> SOURCE PASSAGE:
She read three simple words, nothing more, “call for nurse,” but it was those three words printed on a sign that crept over her feet at the edge of her hospital bed that assured Robyn Rozelle she regained her eyesight. And in that very moment, she made a promise to follow her dreams and pursue her passion for art.
Five years later Rozelle has ingrained part of her legacy at The University of New Mexico, graduating with a bachelor’s degree in Fine Arts.
“For me, graduating was a fight, it was the resolution to a dream.” - Robyn Rozelle, UNM Graduate 2020
“My dad brought me out here and I remember walking away from orientation, he looked at me, and said, ‘This is the one.’ I knew it too,” Rozelle said. “I fell in love with the campus, the Fine Arts building and with Albuquerque.”
But Rozelle’s journey to arrive at her senior year began in 2015 and more than 600 miles east along I-40 in Texas.
“On Thanksgiving Day, I started to get really bad migraines, and it ended up being that I was having a brain hemorrhage that affected my optic nerve,” she said.
In just three days the then 25-year-old lost her sight. Rozelle lives with a condition called Idiopathic Intracranial Hypertension. The disorder causes high pressure in the brain. The fluid that surrounds the spinal cord and brain is called cerebrospinal fluid or CSF. If too much fluid is made or not enough is re-absorbed, the CSF can build up.
“I produce about ten times the amount of fluid I’m supposed to,” Rozelle said.
Rozelle spent weeks in a Dallas hospital without her eyesight. She said doctors had prepared her for the likely possibility that she would never see again.
“I was in the deepest and lowest point of my life,” she said. “But as I woke up on that day, what was once complete fog, was now fuzzy shapes and almost discernable images. I had hope again and almost instantly had this realization that I had a second lease on life. I knew that everything was different, and I understood things that I fully didn’t comprehend before, the fragility of life, how short it can be and I had a fire in me to live.”
Rozelle never thought twice about higher education when she graduated from high school, but going back to school became first on a long list of goals she planned to pursue after regaining her sight. For the last two years, this dedicated Lobo has strengthened a talent in printmaking and developed a new love for lithography.
“I had never done any type of lithography before,” she said. “My community college back home, lithography wasn’t an option. So, I moved here and signed up for classes and fell madly in love with it."
Rozelle also applied for a work-study position at the Tamarind Institute of Lithography.

> RECORDS SHOWN:
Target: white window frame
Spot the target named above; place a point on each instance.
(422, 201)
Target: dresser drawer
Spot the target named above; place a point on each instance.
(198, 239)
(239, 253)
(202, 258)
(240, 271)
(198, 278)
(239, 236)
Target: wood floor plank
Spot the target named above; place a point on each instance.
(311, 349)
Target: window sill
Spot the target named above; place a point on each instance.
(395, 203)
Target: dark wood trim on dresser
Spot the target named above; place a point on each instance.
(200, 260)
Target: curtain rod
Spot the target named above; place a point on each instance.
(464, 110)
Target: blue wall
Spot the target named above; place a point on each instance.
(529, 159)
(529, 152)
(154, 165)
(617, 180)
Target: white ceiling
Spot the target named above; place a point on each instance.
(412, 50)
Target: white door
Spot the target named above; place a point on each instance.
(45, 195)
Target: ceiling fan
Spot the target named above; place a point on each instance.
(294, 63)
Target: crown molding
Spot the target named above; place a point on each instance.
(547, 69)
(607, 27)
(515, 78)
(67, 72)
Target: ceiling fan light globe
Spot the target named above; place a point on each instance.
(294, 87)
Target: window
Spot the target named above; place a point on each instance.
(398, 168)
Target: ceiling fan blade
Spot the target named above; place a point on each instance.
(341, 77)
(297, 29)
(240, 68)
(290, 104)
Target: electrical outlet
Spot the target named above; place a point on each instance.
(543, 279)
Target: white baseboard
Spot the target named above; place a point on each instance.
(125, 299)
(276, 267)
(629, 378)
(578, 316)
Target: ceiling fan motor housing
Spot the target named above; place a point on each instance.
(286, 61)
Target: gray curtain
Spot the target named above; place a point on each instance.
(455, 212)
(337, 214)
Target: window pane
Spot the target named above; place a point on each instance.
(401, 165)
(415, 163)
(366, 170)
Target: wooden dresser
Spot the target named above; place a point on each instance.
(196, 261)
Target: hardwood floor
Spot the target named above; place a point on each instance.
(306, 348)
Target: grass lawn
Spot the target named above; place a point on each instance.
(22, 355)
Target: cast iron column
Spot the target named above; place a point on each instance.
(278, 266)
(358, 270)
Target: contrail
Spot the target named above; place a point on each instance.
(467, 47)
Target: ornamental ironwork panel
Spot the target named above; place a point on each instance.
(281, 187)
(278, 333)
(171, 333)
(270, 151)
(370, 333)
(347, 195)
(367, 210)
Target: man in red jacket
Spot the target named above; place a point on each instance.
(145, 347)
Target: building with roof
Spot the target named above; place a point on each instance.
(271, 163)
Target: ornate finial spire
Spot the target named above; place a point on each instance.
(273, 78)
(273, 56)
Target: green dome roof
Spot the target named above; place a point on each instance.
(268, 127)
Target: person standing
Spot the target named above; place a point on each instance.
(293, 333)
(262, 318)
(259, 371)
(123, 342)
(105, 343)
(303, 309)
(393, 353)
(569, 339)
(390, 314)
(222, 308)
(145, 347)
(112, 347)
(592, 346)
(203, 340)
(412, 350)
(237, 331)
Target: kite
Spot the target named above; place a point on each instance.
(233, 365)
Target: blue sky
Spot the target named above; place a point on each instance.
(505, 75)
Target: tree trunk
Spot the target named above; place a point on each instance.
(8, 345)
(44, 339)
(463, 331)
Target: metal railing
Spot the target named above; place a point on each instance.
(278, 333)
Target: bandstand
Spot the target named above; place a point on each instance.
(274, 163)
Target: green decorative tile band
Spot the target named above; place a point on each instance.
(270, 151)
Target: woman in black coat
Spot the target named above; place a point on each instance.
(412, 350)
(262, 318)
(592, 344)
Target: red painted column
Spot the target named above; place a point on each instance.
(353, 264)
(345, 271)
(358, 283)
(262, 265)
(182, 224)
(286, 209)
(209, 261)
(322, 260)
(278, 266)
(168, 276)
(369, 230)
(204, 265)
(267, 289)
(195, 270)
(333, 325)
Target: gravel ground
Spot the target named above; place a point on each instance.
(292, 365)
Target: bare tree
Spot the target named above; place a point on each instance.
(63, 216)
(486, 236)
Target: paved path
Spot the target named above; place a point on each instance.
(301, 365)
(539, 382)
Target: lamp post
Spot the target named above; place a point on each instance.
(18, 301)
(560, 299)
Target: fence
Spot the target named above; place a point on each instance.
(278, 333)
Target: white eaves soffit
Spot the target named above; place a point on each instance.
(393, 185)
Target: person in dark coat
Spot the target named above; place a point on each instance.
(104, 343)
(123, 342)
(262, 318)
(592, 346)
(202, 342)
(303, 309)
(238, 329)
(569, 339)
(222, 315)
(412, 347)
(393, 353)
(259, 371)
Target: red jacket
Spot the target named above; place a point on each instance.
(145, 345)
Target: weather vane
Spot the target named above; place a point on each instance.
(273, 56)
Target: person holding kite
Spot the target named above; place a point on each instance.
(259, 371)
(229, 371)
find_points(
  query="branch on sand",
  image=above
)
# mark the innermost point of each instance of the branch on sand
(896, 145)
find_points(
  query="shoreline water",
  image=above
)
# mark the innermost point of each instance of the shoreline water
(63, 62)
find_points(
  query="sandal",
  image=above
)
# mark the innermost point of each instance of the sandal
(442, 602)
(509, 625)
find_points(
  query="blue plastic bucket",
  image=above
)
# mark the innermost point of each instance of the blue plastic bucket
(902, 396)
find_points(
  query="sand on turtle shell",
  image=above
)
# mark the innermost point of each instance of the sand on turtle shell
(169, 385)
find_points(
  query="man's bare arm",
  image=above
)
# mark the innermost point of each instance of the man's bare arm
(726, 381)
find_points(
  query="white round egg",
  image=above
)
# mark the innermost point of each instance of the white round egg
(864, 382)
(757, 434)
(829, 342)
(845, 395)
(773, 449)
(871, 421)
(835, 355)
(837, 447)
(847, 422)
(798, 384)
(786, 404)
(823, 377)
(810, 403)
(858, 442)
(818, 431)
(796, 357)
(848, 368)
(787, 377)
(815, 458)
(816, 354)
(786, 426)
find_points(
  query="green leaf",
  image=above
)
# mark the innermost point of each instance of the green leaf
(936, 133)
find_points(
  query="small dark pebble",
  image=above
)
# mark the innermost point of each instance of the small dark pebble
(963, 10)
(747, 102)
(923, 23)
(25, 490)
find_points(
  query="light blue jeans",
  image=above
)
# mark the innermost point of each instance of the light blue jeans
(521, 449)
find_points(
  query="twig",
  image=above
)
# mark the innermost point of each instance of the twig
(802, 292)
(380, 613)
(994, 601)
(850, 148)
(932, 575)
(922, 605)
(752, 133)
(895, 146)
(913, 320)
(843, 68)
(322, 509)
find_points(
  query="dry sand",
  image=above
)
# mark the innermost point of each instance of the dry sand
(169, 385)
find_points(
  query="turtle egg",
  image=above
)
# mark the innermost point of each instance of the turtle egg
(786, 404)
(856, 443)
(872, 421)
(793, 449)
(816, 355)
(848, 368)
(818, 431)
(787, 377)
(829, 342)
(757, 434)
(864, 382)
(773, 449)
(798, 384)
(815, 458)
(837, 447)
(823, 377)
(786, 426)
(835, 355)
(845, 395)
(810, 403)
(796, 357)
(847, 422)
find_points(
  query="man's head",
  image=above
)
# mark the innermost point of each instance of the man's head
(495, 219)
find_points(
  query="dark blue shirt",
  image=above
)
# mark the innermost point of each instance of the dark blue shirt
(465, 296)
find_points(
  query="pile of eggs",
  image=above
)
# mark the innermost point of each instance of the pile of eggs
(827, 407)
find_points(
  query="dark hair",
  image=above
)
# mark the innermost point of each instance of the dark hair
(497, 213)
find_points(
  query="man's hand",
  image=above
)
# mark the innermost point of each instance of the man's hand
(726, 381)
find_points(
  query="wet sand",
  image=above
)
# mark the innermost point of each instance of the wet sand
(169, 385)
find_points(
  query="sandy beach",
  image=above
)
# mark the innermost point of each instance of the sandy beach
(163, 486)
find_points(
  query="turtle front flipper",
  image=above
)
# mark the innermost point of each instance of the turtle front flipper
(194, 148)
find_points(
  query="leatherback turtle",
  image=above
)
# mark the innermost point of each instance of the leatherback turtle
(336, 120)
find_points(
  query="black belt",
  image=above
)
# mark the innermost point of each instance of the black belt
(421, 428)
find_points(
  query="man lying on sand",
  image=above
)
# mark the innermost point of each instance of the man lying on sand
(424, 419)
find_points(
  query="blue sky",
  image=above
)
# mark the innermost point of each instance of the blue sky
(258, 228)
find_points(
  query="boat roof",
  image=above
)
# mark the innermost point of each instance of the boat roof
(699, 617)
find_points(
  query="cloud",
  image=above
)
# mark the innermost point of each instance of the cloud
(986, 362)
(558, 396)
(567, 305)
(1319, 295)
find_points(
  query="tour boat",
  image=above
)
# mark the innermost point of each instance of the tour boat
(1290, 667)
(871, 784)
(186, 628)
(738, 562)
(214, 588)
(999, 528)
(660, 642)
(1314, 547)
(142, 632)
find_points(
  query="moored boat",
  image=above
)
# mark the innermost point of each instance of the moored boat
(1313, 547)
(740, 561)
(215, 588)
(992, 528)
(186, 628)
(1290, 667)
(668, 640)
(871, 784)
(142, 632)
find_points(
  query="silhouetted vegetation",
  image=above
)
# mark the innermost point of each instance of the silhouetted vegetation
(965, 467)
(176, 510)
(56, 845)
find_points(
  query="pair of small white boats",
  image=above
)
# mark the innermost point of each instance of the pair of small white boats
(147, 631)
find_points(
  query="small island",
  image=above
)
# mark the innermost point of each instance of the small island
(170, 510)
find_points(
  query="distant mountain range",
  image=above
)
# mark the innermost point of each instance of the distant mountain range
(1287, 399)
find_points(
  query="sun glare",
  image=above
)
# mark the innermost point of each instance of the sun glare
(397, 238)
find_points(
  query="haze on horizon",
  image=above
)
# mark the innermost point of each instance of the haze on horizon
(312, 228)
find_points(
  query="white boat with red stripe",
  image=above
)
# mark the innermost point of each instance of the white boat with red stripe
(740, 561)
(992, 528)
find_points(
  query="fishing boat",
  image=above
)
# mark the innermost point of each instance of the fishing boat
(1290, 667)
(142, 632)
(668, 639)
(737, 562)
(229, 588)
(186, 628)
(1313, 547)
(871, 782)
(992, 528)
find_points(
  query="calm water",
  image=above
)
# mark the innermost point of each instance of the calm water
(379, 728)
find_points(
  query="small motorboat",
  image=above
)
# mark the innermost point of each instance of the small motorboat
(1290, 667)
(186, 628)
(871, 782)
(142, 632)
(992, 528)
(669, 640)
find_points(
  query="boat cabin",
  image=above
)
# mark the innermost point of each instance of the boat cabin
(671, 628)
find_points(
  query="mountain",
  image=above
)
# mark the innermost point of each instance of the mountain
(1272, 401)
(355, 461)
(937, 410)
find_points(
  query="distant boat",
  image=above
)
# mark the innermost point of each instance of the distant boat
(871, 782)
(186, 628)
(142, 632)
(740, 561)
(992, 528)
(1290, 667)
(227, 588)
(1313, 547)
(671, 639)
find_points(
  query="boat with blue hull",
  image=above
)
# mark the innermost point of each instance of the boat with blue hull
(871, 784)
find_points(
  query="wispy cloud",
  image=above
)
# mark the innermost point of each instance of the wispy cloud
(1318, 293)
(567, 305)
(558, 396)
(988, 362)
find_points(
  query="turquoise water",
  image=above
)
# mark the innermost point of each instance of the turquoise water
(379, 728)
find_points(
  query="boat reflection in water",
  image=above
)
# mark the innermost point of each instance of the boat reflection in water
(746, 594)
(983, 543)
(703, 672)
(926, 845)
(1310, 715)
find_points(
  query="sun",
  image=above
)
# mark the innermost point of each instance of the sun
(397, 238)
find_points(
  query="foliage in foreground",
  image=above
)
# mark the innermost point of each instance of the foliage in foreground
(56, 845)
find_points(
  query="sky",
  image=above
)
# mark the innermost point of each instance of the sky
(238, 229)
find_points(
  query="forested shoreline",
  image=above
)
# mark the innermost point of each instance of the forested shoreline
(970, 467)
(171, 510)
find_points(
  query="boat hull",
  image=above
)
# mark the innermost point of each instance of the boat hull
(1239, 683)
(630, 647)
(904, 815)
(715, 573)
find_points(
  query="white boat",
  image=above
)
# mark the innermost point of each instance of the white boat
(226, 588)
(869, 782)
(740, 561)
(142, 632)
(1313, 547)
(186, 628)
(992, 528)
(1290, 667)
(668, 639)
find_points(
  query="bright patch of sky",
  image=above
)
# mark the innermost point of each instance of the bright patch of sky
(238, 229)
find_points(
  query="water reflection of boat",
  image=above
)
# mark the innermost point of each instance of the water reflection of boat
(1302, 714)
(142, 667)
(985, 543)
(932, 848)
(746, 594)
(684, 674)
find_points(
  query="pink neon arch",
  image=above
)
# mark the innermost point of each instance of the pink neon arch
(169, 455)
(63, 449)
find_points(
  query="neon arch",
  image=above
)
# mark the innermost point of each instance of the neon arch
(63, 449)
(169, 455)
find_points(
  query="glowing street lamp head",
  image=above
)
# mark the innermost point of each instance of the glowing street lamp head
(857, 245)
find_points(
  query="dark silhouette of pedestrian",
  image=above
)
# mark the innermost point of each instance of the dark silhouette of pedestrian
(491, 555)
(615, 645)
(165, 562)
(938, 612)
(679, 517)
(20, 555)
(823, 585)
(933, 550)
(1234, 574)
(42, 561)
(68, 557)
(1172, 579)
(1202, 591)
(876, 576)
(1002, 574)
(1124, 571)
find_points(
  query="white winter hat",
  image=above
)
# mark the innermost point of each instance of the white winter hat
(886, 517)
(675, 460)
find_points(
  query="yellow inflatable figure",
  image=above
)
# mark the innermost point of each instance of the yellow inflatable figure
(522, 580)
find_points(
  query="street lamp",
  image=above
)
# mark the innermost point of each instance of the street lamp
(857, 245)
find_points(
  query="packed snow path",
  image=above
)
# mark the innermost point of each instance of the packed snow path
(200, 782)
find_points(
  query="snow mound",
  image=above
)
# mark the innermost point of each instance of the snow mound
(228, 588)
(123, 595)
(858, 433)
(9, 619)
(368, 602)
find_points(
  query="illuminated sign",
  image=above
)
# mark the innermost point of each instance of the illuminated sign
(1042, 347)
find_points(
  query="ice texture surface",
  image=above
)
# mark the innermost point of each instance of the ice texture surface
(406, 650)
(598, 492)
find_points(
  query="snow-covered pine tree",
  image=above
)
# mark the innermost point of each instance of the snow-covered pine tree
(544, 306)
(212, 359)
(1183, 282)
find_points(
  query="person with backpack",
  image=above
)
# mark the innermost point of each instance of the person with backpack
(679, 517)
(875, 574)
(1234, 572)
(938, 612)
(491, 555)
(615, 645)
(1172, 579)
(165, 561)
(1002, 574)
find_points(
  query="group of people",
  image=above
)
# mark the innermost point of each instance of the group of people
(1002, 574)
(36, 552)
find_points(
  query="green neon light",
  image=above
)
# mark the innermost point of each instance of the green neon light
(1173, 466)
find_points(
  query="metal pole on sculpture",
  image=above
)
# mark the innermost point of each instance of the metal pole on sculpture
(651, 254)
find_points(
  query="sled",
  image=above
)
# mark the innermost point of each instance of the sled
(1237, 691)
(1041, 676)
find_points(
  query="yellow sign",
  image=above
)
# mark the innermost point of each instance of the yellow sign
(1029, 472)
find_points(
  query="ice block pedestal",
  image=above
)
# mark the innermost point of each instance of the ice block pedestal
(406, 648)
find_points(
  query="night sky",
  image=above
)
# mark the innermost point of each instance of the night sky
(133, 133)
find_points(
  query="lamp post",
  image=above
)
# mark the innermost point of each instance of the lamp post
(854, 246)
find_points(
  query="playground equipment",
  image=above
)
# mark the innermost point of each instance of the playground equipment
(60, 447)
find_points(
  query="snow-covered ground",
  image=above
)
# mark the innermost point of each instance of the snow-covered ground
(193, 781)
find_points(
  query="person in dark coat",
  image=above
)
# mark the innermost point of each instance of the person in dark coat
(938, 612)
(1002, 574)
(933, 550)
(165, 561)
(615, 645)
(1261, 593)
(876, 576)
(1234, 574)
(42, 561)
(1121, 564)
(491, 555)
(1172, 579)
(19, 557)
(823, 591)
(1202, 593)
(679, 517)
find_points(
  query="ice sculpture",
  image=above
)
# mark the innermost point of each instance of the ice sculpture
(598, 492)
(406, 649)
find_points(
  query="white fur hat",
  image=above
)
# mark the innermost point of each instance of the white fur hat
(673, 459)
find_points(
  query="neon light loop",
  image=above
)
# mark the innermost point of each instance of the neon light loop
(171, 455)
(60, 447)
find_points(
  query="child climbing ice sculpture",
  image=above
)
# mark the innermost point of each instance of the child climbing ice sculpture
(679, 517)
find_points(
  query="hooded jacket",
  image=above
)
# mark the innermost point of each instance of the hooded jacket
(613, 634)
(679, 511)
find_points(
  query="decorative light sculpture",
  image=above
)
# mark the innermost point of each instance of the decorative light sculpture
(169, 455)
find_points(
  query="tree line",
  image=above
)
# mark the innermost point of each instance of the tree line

> TASK TO CARRY OUT: Reproduce the passage from the article about Robyn Rozelle's graduation between "But Rozelle’s journey" and "can build up.", inclusive.

> TASK SOLUTION:
But Rozelle’s journey to arrive at her senior year began in 2015 and more than 600 miles east along I-40 in Texas.
“On Thanksgiving Day, I started to get really bad migraines, and it ended up being that I was having a brain hemorrhage that affected my optic nerve,” she said.
In just three days the then 25-year-old lost her sight. Rozelle lives with a condition called Idiopathic Intracranial Hypertension. The disorder causes high pressure in the brain. The fluid that surrounds the spinal cord and brain is called cerebrospinal fluid or CSF. If too much fluid is made or not enough is re-absorbed, the CSF can build up.